— WHAT TO WORK ON —
All lines from the entries below that contain the string "blue" should be copied out.

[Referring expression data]
════════════════
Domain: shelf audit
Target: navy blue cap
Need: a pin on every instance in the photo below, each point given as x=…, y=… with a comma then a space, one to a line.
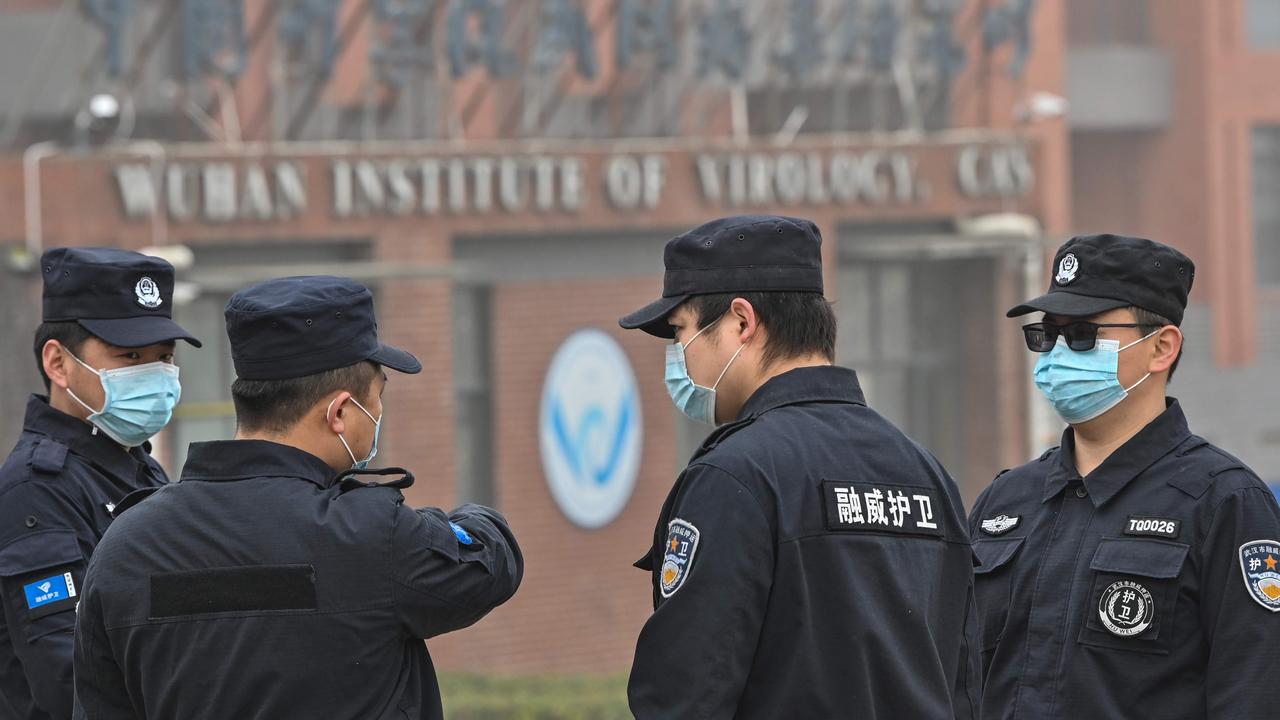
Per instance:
x=736, y=254
x=1096, y=273
x=123, y=297
x=297, y=327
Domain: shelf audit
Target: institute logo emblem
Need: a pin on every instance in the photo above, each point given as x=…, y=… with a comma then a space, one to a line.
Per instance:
x=147, y=294
x=1066, y=269
x=1260, y=561
x=677, y=555
x=1127, y=609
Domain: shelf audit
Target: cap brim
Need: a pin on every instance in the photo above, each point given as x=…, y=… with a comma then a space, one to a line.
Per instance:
x=396, y=359
x=137, y=332
x=653, y=317
x=1068, y=304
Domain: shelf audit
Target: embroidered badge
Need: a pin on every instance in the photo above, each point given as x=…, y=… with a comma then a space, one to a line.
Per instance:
x=1153, y=527
x=462, y=534
x=1260, y=561
x=1000, y=524
x=679, y=555
x=1066, y=269
x=881, y=507
x=1127, y=609
x=147, y=294
x=50, y=595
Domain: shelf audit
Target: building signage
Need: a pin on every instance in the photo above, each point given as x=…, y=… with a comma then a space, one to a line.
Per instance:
x=263, y=190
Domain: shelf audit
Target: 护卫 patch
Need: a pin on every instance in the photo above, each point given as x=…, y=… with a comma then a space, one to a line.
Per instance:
x=677, y=556
x=50, y=595
x=1127, y=609
x=1258, y=564
x=880, y=507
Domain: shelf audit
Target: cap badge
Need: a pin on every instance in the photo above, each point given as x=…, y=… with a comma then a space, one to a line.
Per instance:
x=1066, y=269
x=149, y=294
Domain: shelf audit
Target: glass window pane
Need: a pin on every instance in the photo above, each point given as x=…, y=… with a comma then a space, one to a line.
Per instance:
x=1266, y=204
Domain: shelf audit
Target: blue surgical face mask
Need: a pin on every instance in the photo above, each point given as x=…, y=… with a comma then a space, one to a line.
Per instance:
x=695, y=401
x=137, y=401
x=1083, y=386
x=378, y=432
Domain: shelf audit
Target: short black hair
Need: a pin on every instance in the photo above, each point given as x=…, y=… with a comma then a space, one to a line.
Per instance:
x=69, y=333
x=278, y=405
x=1153, y=320
x=799, y=323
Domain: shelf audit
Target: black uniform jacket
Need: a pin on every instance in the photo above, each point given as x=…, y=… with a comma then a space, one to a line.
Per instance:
x=812, y=561
x=259, y=587
x=56, y=492
x=1147, y=589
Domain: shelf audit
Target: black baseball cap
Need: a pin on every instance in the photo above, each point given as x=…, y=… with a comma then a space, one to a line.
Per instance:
x=123, y=297
x=1096, y=273
x=301, y=326
x=736, y=254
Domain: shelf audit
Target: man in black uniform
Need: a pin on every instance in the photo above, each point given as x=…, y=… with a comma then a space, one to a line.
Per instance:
x=105, y=352
x=1133, y=570
x=812, y=561
x=275, y=579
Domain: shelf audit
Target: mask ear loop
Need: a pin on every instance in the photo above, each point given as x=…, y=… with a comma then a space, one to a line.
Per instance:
x=76, y=397
x=1128, y=390
x=339, y=434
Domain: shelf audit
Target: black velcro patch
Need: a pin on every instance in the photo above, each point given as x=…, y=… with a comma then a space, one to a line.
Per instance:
x=233, y=589
x=882, y=507
x=1153, y=527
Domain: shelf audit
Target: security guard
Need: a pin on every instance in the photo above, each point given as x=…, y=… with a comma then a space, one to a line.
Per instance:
x=105, y=351
x=277, y=579
x=810, y=561
x=1130, y=572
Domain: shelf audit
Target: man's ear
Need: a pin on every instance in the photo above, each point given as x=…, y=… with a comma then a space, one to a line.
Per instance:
x=1168, y=345
x=56, y=361
x=336, y=413
x=746, y=323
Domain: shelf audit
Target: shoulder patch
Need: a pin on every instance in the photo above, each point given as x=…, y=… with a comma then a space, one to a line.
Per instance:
x=677, y=556
x=129, y=501
x=462, y=534
x=1260, y=565
x=50, y=593
x=49, y=456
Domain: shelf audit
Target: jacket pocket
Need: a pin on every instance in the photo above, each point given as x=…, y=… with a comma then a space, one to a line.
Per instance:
x=993, y=586
x=1133, y=595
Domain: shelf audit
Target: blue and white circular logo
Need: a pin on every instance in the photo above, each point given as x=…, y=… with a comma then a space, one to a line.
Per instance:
x=590, y=428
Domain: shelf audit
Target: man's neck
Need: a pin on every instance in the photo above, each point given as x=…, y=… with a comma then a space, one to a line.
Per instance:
x=1098, y=438
x=300, y=441
x=781, y=368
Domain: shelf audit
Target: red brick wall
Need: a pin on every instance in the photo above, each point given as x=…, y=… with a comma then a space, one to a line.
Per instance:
x=583, y=604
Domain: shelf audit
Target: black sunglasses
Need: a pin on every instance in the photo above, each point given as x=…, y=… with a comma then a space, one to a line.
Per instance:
x=1080, y=336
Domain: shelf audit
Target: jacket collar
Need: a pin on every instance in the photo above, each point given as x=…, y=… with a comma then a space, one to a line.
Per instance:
════════════════
— YOUR RESPONSE —
Target: navy blue cap
Target: blue surgical face mask
Target: blue and white circular logo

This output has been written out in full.